- [GIVEN TASK] Extract every line in the records below that contains the string "sculpture". Matches must agree in case.

- [RECORDS FOR THE EXERCISE]
-*-

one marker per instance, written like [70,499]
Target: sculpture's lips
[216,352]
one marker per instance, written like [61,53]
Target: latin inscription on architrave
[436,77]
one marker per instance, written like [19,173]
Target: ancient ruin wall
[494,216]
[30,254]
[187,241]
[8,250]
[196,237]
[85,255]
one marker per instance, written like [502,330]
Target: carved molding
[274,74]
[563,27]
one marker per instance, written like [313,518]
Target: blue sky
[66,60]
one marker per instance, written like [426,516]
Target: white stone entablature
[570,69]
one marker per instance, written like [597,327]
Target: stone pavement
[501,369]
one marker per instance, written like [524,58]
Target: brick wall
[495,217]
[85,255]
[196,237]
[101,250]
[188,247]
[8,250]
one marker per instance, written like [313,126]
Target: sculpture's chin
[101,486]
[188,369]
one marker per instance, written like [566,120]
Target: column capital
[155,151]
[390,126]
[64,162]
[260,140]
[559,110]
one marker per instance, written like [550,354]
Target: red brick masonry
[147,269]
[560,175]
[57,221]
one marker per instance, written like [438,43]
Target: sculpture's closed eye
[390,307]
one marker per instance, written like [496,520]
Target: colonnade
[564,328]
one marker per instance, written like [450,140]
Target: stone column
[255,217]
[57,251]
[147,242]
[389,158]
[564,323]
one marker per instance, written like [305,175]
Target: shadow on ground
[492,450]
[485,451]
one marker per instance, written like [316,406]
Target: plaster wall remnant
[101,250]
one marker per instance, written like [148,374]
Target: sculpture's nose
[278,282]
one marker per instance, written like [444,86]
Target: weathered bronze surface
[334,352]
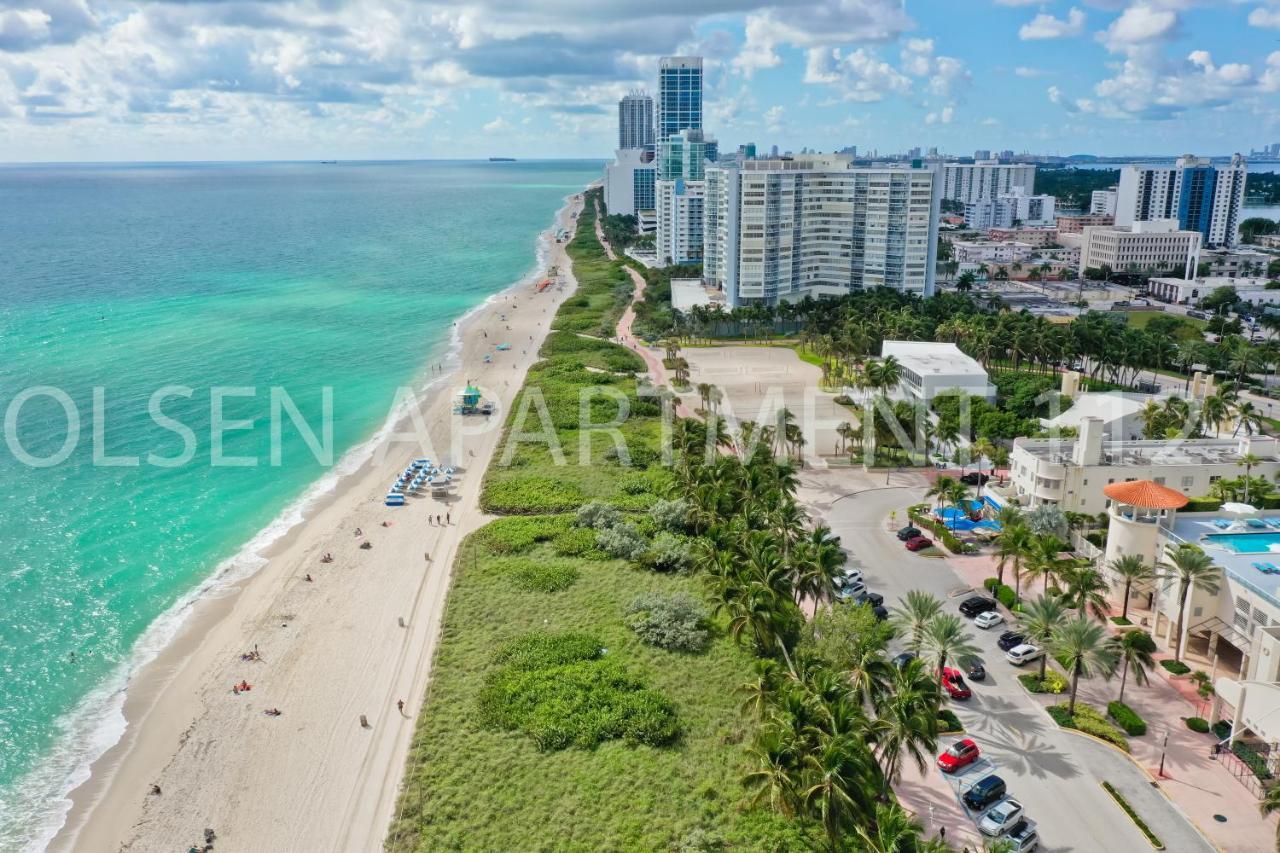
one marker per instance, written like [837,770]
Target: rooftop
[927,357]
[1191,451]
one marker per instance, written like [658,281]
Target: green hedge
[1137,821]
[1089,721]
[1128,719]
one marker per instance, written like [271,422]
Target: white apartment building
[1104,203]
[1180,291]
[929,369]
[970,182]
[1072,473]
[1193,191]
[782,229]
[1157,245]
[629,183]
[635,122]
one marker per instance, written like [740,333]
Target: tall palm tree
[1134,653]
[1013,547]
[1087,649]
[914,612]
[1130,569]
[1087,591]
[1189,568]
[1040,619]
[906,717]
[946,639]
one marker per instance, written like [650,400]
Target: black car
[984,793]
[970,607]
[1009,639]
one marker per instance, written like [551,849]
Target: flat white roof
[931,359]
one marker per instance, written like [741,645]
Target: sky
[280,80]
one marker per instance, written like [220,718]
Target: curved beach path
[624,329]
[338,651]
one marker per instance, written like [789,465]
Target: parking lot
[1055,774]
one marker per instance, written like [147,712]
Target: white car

-*-

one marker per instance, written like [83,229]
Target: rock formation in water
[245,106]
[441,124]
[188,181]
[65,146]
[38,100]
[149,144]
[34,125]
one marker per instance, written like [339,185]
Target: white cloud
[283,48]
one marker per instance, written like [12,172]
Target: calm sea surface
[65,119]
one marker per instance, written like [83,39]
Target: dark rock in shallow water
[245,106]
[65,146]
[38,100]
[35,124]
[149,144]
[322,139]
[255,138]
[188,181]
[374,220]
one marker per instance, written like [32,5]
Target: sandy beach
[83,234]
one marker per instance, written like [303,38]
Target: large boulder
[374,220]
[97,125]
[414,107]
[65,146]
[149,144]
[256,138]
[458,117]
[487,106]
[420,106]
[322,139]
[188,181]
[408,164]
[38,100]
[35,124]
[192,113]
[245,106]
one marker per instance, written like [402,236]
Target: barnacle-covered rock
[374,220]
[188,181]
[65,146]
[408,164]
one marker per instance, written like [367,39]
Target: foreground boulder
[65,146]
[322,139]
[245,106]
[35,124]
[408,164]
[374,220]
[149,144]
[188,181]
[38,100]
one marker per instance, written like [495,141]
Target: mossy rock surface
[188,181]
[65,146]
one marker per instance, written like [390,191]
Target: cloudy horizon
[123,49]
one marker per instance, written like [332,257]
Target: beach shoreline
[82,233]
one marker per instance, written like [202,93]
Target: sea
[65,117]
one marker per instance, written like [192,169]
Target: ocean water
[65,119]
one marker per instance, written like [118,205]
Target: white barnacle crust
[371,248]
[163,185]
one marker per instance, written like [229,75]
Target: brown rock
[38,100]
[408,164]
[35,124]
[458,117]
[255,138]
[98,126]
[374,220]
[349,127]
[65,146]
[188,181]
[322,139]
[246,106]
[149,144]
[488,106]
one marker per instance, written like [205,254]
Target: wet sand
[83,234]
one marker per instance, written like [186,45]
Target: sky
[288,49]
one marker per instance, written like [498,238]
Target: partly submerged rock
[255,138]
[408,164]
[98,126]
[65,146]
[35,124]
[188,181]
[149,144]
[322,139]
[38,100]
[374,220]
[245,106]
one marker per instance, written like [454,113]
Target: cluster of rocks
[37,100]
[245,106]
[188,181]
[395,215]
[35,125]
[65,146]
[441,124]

-*-

- [THE RESPONSE]
Target: sculpture's lips
Target: sculpture's chin
Target: sculpture's closed eye
Target: sculpture's nose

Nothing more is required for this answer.